Each line from the one that contains "For the benchmark, mark each instance of the blurred rock" to the end of the material must be quoted exactly; include both end lines and nothing else.

-- begin TASK INPUTS --

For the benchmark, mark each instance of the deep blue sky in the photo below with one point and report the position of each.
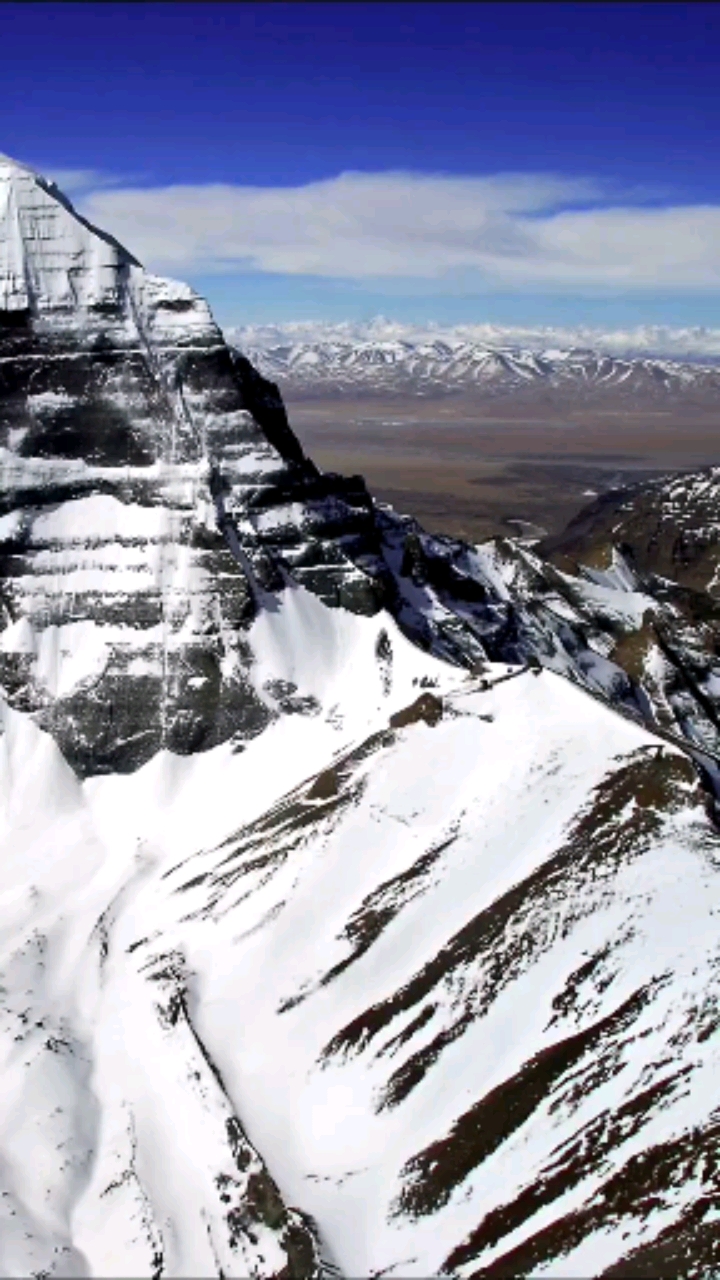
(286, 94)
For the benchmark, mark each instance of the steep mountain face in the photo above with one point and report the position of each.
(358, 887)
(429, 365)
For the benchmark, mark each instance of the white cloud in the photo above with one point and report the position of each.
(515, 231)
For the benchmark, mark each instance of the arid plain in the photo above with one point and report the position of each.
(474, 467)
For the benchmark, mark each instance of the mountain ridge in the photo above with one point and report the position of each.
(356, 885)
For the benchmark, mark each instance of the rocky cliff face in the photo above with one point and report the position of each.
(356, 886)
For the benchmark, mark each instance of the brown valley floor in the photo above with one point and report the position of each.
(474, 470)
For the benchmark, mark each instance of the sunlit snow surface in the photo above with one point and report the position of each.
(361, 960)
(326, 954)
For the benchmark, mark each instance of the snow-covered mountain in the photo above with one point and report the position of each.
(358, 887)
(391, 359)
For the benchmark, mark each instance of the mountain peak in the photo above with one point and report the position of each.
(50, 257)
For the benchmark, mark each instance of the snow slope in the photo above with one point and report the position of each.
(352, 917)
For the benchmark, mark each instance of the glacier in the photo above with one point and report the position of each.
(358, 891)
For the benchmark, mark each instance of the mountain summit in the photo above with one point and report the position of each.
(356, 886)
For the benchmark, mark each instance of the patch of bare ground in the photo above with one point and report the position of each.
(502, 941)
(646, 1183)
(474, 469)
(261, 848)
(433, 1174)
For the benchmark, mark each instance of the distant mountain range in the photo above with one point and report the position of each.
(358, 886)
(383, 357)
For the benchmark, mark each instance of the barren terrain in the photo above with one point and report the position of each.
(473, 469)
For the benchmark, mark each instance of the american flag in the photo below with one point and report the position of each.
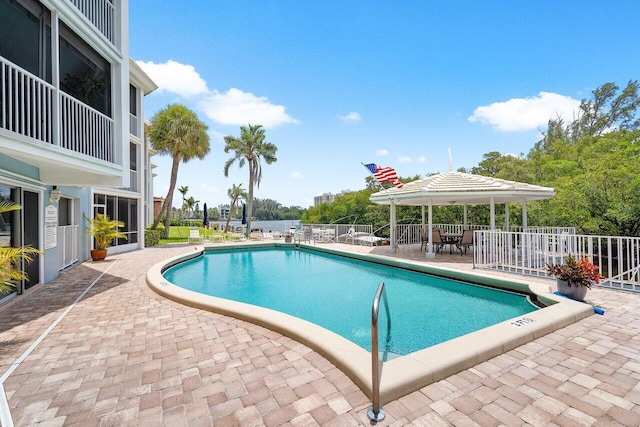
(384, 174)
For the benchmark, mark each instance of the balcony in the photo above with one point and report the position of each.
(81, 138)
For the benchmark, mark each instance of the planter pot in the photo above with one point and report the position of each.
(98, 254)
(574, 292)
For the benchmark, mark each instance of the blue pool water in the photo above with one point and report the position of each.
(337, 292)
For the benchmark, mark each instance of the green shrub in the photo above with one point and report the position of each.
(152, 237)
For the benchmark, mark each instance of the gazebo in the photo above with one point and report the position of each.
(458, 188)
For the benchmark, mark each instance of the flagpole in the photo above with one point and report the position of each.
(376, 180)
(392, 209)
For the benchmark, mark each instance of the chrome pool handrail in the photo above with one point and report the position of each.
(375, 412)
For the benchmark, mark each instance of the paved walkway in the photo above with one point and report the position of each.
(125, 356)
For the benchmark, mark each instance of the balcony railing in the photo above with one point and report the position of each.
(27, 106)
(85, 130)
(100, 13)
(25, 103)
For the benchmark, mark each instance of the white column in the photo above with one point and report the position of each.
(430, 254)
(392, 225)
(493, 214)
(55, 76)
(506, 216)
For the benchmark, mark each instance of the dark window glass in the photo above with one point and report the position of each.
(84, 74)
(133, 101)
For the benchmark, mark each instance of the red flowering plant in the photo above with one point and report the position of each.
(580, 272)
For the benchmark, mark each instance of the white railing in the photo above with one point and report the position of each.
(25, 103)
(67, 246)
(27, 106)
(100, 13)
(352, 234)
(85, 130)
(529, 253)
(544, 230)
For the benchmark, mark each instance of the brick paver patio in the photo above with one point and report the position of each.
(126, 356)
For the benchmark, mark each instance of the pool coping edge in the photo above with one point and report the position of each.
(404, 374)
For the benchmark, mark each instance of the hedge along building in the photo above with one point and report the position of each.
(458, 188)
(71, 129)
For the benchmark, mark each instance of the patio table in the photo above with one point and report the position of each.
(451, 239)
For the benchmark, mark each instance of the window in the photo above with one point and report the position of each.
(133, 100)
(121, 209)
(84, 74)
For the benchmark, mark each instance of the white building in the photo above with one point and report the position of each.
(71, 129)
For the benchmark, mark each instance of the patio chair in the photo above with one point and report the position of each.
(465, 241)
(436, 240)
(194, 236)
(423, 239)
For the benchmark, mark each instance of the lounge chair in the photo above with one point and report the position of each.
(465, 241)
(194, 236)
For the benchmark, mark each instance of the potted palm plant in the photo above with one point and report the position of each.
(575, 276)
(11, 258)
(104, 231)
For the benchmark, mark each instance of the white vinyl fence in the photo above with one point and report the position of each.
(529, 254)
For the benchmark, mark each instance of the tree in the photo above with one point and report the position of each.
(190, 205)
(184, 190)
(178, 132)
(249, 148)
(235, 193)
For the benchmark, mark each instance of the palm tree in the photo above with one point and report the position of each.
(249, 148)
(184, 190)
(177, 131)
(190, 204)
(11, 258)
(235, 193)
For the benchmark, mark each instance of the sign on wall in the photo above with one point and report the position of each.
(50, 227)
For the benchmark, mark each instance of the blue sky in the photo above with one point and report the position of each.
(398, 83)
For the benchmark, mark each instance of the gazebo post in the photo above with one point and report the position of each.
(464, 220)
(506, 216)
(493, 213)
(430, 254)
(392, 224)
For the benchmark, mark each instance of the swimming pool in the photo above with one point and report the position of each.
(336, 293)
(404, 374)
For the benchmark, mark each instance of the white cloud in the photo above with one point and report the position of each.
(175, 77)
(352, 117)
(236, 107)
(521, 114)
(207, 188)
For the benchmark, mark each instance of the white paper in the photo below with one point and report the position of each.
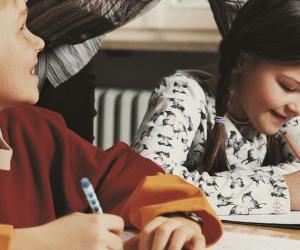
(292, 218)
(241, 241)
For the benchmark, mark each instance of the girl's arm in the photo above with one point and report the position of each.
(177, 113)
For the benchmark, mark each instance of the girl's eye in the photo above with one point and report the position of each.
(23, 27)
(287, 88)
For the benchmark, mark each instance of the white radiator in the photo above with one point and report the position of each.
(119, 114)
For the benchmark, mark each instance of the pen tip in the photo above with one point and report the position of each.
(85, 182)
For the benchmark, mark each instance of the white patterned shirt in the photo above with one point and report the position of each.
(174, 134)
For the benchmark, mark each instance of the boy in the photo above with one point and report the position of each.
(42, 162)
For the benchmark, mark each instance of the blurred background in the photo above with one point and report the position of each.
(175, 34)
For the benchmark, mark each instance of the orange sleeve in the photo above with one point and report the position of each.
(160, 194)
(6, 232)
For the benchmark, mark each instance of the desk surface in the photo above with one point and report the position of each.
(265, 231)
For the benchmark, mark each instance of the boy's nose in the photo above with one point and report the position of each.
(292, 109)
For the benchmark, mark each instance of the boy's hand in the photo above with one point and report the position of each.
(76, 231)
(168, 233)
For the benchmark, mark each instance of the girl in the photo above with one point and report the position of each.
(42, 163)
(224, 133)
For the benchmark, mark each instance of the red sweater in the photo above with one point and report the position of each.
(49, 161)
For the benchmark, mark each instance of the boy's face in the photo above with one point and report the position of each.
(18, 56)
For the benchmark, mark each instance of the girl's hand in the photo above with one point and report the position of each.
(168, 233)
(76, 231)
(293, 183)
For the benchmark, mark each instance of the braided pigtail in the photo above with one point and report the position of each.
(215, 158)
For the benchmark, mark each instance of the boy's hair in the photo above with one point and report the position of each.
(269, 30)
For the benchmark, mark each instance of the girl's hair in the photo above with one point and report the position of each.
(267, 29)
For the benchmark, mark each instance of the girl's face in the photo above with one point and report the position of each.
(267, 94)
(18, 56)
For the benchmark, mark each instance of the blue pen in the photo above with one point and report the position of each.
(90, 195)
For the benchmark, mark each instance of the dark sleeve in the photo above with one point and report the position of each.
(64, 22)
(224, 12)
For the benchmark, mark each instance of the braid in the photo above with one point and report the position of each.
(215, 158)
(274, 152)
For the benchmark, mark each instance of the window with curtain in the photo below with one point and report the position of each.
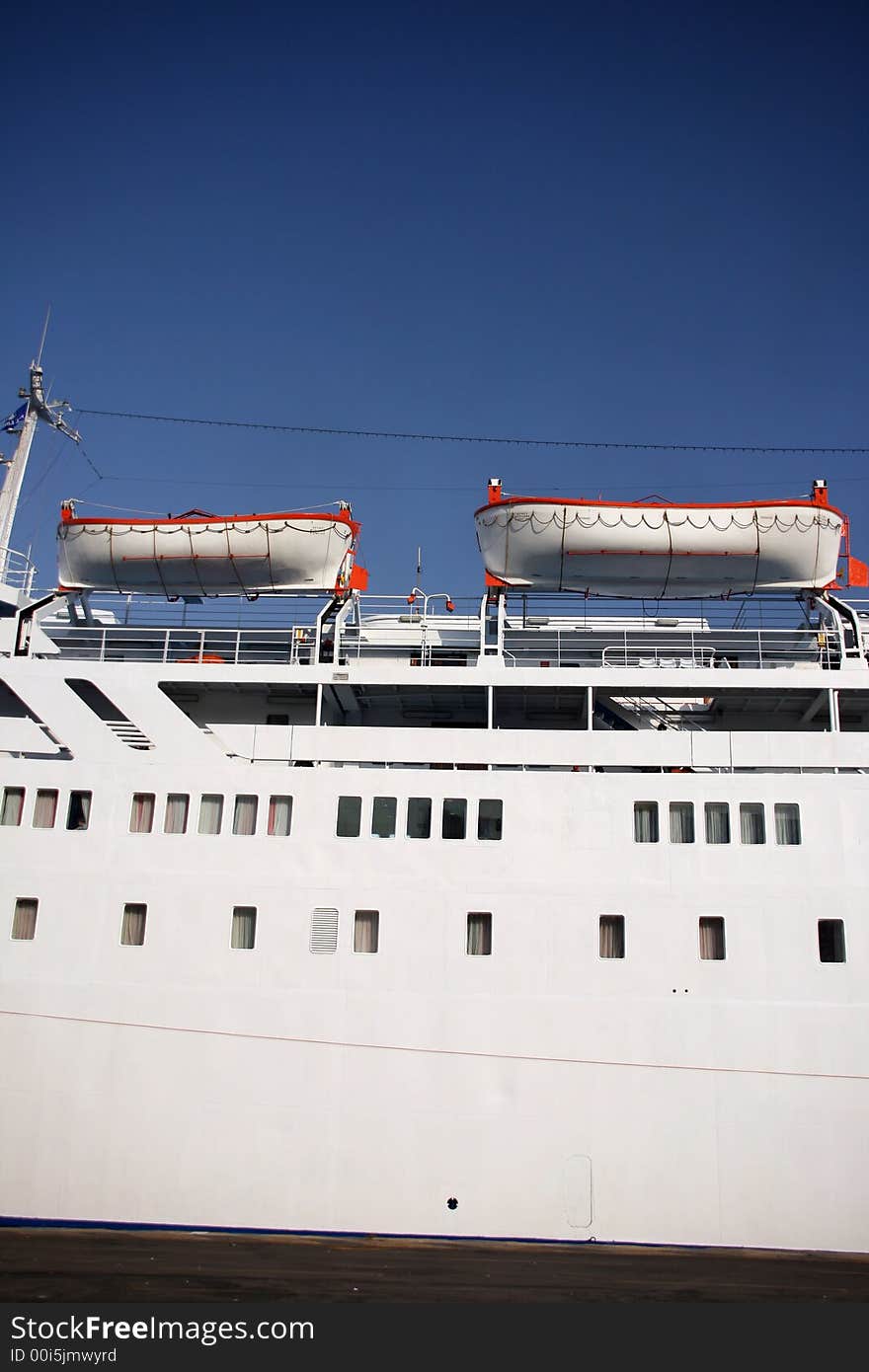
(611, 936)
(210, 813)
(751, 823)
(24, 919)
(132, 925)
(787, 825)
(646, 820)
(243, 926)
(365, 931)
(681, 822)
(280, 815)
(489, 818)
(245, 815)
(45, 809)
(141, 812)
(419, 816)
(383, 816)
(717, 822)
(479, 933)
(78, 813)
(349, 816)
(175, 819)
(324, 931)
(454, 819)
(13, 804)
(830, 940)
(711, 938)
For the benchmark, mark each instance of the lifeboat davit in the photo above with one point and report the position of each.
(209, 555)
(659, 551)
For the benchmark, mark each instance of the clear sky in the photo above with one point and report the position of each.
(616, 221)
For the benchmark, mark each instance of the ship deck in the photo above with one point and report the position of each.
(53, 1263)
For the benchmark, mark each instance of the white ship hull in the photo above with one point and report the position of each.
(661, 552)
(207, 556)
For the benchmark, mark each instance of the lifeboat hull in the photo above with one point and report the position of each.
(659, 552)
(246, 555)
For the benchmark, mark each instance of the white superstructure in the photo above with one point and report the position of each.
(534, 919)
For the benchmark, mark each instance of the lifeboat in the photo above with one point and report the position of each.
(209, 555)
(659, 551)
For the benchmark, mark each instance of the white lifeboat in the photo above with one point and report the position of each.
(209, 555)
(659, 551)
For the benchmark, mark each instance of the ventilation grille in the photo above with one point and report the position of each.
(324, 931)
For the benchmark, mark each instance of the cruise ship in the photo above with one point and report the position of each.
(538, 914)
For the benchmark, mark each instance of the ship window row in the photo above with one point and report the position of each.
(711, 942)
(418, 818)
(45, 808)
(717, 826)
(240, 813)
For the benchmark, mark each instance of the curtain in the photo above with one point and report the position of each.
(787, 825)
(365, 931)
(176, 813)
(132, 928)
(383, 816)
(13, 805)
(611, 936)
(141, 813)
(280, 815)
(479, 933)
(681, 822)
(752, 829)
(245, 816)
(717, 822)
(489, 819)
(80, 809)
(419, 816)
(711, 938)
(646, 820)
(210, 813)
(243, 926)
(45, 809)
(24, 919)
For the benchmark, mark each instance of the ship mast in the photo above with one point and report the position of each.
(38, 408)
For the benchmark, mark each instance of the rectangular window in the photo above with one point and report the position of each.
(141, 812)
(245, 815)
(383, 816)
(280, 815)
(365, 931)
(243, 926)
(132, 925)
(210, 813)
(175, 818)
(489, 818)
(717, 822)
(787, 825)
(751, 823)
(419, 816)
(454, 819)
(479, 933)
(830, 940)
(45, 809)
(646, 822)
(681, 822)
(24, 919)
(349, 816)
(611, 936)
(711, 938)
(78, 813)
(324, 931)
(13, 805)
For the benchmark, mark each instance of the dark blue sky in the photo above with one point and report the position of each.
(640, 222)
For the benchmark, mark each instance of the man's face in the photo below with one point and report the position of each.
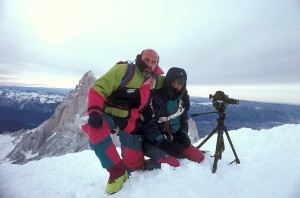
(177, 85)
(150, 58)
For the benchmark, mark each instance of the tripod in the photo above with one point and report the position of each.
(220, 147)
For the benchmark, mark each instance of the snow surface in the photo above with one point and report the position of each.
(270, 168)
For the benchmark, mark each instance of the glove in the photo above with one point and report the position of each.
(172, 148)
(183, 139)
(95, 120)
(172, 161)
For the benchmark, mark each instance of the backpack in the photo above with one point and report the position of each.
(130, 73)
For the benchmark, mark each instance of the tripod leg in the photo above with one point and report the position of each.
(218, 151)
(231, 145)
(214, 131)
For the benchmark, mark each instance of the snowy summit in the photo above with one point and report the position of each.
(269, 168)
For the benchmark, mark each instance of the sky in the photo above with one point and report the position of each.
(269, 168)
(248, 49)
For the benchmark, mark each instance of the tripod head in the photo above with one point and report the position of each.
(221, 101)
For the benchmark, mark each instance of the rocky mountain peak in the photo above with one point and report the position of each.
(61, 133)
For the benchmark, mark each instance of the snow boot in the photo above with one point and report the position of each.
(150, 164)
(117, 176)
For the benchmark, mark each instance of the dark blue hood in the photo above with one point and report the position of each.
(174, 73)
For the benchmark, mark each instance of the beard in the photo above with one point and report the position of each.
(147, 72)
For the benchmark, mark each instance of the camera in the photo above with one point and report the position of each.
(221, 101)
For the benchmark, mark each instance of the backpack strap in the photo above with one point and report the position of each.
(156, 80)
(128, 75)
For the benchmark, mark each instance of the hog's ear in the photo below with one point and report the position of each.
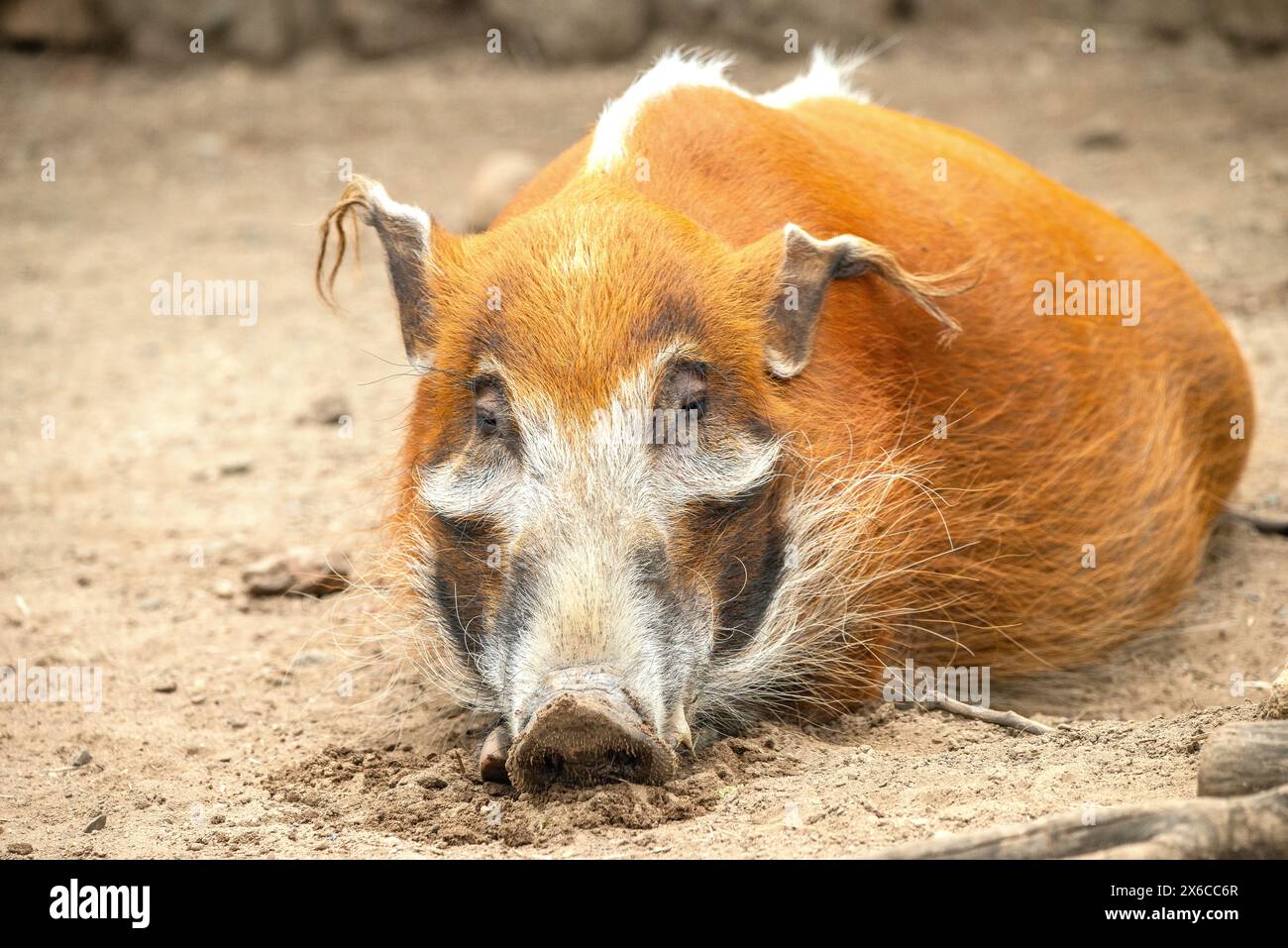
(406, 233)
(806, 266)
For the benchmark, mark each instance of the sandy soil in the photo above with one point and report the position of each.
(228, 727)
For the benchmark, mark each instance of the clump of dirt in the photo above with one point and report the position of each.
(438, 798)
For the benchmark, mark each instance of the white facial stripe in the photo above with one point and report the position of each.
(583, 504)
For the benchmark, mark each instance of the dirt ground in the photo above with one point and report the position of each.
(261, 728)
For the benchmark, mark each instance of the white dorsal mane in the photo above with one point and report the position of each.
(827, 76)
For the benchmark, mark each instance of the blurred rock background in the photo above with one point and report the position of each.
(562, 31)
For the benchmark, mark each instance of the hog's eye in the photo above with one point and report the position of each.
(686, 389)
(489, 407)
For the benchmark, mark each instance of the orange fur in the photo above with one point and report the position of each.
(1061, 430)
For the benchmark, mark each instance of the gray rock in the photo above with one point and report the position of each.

-- end TASK INPUTS --

• _RESPONSE BELOW_
For the benchmark, mark each instance of the blurred rock background in the photo above with one point and report the position of each.
(562, 31)
For the benchmark, mark each instance of the hog's eye in the photo above with one point and report the position of each.
(686, 389)
(489, 407)
For the benchmark, mark each instance of the orange fur in the photo above with one point and report the position of each.
(1061, 430)
For the benchmark, mark each instance of the gray rock in the photo above with one point and report the position of each.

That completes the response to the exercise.